▶ _Aim_: Exactly as written, transcribe the lines that run from the one containing "the large green" to the end of the records below.

▶ _Data provided_:
========
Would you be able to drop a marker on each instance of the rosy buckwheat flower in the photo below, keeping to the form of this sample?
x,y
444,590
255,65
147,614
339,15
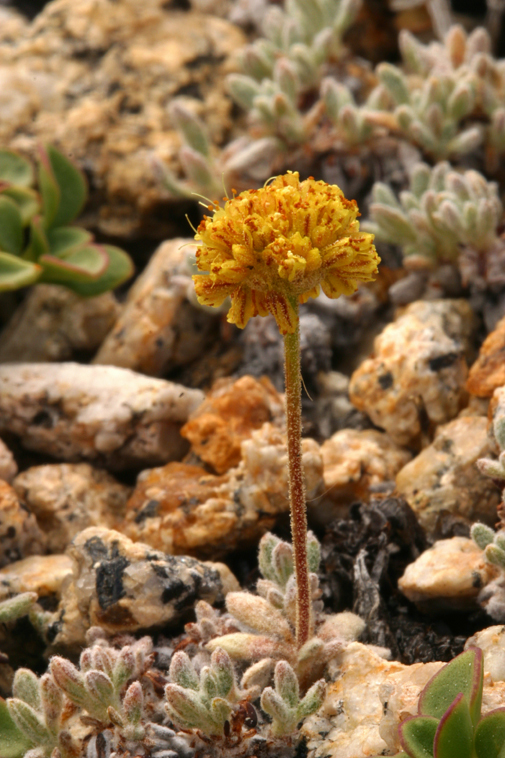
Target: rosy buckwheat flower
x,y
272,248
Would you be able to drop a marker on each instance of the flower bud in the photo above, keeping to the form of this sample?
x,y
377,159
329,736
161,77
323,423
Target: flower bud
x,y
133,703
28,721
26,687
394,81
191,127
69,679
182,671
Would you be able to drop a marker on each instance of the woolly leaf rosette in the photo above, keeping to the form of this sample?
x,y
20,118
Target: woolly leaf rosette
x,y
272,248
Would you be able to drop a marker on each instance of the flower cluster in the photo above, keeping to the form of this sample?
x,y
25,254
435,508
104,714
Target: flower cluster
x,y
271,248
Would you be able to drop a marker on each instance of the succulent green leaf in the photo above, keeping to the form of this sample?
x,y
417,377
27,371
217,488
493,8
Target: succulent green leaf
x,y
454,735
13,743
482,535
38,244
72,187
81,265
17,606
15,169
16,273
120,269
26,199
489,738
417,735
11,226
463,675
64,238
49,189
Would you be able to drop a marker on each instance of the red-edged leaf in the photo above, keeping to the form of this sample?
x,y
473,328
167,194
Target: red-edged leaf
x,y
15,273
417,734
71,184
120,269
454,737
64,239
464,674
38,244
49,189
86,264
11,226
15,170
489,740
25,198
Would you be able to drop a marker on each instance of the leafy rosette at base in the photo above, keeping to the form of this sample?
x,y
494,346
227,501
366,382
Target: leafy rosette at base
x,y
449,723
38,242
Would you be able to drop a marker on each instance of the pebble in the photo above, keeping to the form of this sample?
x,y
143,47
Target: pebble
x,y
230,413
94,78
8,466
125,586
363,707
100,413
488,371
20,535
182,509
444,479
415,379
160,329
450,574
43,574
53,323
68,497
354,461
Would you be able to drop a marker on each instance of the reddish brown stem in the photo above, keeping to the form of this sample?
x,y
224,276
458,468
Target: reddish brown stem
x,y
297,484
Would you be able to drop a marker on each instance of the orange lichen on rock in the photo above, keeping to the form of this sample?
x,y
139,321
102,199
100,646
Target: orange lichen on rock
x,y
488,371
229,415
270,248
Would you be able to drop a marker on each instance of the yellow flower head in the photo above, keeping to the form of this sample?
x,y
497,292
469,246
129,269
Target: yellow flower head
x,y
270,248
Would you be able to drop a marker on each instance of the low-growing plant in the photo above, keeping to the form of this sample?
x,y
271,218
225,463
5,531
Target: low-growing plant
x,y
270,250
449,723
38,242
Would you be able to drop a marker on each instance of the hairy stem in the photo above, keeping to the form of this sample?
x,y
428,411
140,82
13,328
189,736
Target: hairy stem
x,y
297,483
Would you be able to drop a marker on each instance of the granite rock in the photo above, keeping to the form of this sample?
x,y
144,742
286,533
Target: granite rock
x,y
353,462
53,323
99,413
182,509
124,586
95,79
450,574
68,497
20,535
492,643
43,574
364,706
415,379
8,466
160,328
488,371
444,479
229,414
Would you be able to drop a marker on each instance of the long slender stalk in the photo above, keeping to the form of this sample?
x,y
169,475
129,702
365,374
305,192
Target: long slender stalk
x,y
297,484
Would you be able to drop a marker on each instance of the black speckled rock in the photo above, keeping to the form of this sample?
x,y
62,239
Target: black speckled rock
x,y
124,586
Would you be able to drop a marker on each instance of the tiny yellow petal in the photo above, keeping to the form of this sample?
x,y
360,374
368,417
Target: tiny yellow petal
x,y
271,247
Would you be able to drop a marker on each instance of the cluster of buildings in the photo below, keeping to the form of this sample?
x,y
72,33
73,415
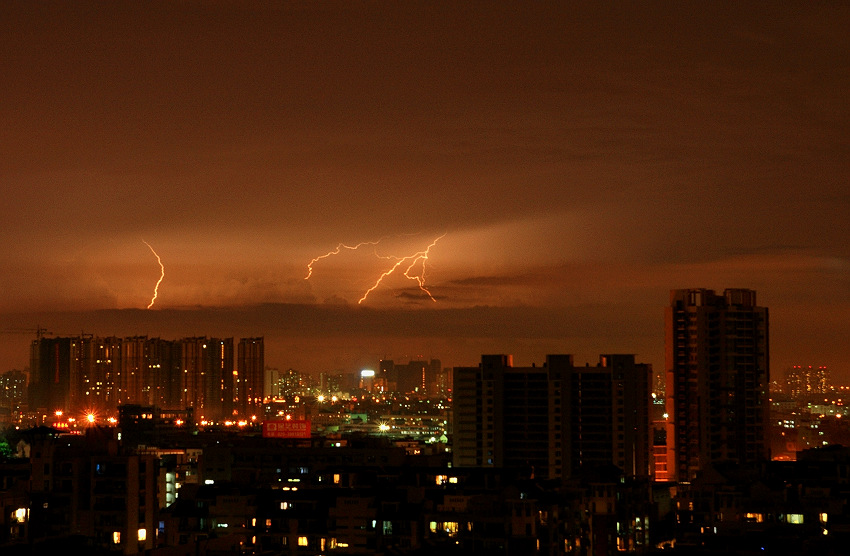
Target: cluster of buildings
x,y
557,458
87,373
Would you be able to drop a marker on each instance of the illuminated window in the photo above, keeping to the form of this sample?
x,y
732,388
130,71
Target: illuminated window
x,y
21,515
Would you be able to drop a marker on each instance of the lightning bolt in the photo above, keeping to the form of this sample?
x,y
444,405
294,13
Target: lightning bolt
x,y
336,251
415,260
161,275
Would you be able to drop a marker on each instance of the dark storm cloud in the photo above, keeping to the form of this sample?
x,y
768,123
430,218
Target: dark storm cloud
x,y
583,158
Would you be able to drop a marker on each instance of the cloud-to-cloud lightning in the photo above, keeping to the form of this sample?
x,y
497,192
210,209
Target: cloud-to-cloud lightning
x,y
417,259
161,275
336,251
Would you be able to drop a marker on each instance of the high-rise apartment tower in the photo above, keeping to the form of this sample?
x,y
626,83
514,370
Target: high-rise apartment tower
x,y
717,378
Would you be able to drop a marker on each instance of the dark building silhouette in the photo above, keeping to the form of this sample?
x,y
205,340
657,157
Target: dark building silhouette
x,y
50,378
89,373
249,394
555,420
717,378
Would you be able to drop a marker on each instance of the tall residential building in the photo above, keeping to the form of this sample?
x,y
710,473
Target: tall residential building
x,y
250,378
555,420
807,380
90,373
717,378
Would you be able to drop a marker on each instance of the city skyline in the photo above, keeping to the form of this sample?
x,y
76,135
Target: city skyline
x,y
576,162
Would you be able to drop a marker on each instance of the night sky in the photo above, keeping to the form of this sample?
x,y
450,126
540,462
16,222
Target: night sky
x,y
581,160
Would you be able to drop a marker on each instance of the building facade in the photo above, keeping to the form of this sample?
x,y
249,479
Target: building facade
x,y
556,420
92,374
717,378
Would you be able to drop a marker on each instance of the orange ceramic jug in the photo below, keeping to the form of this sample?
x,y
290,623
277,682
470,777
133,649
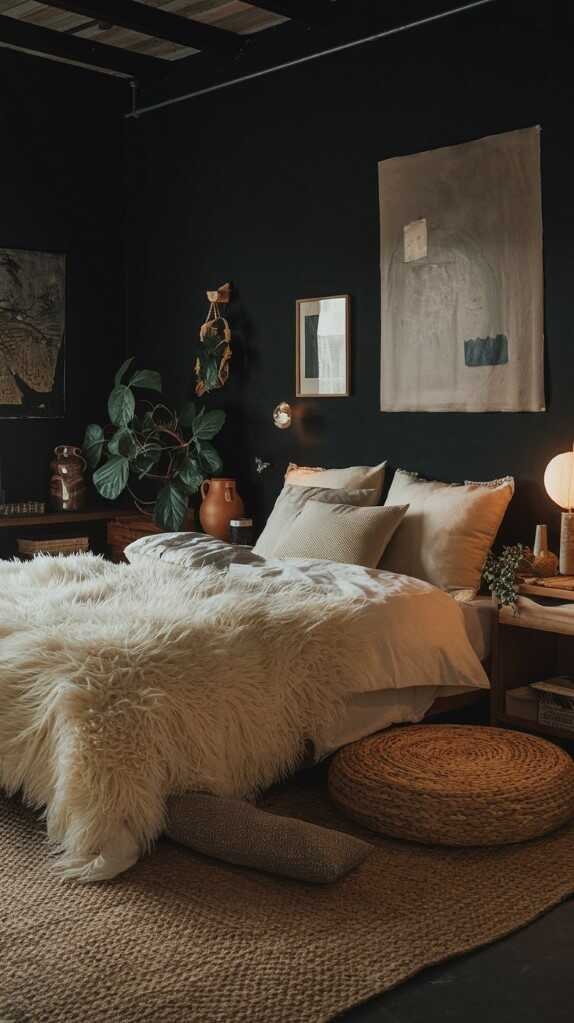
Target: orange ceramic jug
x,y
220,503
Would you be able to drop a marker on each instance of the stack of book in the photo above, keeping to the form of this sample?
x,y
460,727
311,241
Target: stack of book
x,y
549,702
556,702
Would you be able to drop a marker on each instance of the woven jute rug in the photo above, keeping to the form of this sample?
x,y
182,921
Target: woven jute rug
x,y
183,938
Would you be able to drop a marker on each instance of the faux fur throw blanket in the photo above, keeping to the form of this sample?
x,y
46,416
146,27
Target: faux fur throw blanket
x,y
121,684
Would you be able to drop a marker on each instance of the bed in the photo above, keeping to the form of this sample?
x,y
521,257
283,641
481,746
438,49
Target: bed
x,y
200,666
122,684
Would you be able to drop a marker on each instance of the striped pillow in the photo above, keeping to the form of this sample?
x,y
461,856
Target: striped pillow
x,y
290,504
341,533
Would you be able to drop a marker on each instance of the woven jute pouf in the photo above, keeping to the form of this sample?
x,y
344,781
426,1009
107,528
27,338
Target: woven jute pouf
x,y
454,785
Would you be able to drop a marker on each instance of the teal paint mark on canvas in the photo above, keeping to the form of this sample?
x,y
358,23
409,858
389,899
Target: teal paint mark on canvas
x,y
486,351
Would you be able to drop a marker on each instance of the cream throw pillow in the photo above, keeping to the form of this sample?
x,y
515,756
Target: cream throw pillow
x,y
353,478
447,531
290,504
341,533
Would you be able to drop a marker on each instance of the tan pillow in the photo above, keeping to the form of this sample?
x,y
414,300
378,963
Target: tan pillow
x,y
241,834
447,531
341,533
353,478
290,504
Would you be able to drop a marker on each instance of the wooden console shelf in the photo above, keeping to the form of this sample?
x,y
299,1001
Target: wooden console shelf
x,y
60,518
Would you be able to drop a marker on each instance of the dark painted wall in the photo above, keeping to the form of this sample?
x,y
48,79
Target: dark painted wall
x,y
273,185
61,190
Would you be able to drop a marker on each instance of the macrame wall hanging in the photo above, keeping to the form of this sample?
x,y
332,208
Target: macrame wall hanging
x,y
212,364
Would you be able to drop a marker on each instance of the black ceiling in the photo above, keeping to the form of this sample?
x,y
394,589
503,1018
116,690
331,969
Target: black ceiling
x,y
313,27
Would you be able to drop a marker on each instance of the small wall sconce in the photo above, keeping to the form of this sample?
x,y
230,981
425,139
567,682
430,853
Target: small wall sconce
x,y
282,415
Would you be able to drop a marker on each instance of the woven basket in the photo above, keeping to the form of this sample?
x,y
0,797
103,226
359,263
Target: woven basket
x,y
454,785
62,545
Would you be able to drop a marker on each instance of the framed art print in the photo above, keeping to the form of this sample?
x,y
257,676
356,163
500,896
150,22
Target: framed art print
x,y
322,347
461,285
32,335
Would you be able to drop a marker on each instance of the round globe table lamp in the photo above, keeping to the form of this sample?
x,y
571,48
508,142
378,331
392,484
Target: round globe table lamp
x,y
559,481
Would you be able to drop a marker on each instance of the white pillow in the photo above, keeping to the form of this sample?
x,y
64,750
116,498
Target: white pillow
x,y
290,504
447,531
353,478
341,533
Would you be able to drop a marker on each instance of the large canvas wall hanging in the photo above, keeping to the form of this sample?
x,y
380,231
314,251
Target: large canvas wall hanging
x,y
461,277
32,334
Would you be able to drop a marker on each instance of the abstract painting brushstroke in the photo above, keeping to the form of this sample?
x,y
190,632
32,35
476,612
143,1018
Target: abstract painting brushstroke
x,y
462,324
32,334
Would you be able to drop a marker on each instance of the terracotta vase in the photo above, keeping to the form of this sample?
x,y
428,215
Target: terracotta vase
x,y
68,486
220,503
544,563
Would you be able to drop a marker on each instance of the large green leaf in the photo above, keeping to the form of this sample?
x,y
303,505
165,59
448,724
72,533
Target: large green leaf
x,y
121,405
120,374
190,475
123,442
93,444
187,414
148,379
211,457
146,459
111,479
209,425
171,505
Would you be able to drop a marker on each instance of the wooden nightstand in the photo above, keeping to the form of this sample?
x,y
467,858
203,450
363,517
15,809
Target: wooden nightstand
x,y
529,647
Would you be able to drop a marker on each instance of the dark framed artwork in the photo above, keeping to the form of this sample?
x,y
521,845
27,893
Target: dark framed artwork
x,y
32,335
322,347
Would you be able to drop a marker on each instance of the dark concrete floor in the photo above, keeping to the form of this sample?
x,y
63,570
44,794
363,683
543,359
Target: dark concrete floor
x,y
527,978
========
▶ _Response_:
Would you be able to drop a marker on each instance of the large green leaf in the photo above, keeping to the form of this sample?
x,y
303,505
165,59
448,724
72,533
Target: large green leaf
x,y
121,405
120,374
190,475
123,442
93,444
187,414
148,379
211,457
146,459
111,479
209,425
171,505
Would you be able to drop a marker on each instance of the wooden nightstand in the photo above, keeping to the form of this sample?
x,y
467,858
203,450
363,517
15,809
Target: wooden nightstand
x,y
529,647
Would you be able to drop a marker on each instance of the dark framed artwork in the photo above, keeping to the form of this sample?
x,y
521,845
27,893
Target: dark framed artwork
x,y
32,335
322,347
Would you be able to drop a marker on each instance of the dark concrete floor in the photo above, keeping to the form of this sample?
x,y
63,570
44,794
363,683
543,359
Target: dark concrete floor
x,y
527,978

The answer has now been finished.